[Position identification records]
============================================================

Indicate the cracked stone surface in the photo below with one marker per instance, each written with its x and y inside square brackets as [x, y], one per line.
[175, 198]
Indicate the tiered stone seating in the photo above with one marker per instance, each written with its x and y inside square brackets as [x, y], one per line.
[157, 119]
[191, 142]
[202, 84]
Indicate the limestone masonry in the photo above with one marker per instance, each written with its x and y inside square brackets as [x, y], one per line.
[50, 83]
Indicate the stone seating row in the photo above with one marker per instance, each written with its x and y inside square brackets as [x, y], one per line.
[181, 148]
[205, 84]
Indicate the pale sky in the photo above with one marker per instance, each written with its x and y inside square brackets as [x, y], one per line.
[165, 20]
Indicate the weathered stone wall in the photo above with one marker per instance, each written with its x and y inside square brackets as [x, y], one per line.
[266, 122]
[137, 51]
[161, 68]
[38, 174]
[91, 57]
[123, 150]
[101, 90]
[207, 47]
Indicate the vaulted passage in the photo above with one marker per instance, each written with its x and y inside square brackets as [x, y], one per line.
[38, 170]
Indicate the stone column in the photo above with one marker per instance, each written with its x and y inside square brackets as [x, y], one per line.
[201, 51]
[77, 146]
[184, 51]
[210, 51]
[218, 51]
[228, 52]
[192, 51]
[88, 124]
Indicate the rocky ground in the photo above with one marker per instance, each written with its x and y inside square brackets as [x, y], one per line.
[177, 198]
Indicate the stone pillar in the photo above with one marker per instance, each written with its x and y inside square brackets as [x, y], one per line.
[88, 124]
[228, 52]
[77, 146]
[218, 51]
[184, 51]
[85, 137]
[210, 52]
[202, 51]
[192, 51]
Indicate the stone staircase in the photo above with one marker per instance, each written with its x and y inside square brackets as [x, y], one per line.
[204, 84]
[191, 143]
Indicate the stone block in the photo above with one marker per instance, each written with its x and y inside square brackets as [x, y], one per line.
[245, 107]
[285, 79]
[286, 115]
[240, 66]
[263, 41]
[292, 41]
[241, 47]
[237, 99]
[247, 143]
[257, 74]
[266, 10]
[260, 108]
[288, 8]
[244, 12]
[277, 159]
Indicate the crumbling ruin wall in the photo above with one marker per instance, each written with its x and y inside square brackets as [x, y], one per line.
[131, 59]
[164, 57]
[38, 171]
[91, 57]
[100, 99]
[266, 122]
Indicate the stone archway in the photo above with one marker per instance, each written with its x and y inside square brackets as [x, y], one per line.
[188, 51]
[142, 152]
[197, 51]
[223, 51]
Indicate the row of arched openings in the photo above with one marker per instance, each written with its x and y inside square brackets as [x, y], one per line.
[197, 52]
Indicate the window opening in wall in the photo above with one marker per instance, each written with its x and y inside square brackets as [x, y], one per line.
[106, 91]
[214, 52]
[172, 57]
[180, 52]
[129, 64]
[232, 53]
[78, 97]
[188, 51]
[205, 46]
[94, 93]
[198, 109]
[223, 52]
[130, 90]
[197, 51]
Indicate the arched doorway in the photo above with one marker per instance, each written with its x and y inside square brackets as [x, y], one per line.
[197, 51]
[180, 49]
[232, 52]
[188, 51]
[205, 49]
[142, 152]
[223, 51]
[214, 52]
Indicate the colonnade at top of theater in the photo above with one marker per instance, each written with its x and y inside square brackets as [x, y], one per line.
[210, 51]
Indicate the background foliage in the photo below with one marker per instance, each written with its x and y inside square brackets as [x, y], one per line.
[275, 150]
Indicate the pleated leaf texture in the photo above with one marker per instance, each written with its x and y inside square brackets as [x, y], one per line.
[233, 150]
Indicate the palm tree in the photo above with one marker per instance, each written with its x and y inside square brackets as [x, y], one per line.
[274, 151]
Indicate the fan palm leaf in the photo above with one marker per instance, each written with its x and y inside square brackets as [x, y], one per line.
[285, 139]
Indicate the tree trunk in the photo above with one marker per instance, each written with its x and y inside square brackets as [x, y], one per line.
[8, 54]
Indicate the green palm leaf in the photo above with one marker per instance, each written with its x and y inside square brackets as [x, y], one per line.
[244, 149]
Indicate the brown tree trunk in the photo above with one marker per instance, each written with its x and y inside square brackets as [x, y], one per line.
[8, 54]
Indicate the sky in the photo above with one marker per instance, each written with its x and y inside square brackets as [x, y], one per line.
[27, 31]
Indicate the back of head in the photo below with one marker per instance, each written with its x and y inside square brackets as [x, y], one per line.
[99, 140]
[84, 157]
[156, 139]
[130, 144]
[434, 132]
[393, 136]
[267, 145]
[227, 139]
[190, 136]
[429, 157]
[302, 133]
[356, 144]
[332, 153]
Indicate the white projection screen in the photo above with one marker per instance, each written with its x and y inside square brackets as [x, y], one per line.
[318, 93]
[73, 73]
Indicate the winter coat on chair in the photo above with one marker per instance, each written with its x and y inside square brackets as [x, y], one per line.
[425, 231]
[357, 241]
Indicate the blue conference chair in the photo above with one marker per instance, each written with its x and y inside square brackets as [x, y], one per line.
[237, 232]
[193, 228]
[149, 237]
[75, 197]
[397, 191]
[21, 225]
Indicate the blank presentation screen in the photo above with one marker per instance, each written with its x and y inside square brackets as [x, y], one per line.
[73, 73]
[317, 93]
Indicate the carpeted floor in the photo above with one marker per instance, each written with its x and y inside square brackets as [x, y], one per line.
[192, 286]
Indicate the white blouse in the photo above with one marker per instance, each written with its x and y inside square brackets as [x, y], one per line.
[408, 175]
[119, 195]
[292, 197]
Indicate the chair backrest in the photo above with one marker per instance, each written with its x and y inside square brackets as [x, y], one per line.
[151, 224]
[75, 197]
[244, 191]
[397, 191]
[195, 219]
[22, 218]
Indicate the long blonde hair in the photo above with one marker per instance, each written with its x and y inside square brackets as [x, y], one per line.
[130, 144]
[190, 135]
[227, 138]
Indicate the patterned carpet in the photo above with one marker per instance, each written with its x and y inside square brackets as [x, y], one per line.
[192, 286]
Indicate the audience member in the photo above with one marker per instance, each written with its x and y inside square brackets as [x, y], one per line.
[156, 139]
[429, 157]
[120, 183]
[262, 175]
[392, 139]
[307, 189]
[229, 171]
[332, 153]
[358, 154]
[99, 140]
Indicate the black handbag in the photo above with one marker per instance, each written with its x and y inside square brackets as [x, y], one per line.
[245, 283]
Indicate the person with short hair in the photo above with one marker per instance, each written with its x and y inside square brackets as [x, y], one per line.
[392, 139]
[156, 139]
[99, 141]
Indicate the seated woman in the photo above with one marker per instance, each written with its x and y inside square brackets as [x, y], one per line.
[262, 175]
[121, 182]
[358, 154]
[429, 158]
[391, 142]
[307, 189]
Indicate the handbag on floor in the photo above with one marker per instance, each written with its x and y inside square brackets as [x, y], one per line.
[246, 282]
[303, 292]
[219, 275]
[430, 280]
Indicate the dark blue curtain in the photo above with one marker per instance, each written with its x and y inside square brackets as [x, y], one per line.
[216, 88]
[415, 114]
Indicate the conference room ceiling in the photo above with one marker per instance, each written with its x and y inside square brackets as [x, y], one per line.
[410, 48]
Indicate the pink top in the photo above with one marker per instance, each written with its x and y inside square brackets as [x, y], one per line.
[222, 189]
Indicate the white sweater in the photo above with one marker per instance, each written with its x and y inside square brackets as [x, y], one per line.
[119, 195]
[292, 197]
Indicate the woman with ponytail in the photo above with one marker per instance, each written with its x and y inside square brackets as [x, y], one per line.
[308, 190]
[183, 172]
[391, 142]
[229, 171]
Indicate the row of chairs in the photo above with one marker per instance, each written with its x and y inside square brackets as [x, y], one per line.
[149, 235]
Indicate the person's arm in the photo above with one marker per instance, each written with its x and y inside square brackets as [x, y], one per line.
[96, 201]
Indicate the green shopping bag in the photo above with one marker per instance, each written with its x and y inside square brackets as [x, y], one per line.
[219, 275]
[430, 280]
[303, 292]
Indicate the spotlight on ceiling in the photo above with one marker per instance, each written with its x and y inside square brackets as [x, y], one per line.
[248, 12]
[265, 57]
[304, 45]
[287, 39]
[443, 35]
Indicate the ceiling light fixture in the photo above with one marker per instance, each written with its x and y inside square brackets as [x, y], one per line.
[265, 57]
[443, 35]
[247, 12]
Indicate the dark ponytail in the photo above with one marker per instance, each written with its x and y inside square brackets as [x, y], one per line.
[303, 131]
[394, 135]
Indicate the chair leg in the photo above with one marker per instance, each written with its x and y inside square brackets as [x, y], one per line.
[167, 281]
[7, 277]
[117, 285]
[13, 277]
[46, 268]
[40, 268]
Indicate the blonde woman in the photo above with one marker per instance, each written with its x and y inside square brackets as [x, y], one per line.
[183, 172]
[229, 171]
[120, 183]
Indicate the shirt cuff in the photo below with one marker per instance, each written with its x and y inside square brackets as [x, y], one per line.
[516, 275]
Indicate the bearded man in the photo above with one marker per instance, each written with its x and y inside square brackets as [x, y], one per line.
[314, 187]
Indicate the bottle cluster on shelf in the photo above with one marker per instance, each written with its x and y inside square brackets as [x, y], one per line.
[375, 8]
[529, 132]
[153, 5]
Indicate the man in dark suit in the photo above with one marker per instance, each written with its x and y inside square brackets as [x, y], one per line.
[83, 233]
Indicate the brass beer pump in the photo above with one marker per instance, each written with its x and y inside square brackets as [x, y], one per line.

============================================================

Take the line that contains "Indicate the blonde" and each line after it down to the last of the records, and retype them exactly; add nothing else.

Indicate the blonde woman in the photo above with one marker per instance, each written with its x and y inside square brackets as [x, y], one per line.
[183, 172]
[229, 171]
[120, 183]
Indicate the shirt cuff in the photo below with one marker per instance, each written with its x and y inside square brackets as [x, y], one per line.
[516, 275]
Indicate the bearded man in the photo above with one marker per instance, each written with its x and y inside square brackets as [x, y], one per line.
[314, 187]
Indicate the bottle cluster on shelf in the photo above with one marker per instance, each written with its x and y inside square brackets as [x, y], one per line.
[375, 8]
[529, 132]
[153, 5]
Indicate the man in dark suit in the photo above with one marker per instance, each written with its x and y inside square brackets as [x, y], one per line.
[83, 233]
Indicate the brass beer pump in the photo above with one marker per instance, each written with its x and y inside square brackets as [x, y], one per line.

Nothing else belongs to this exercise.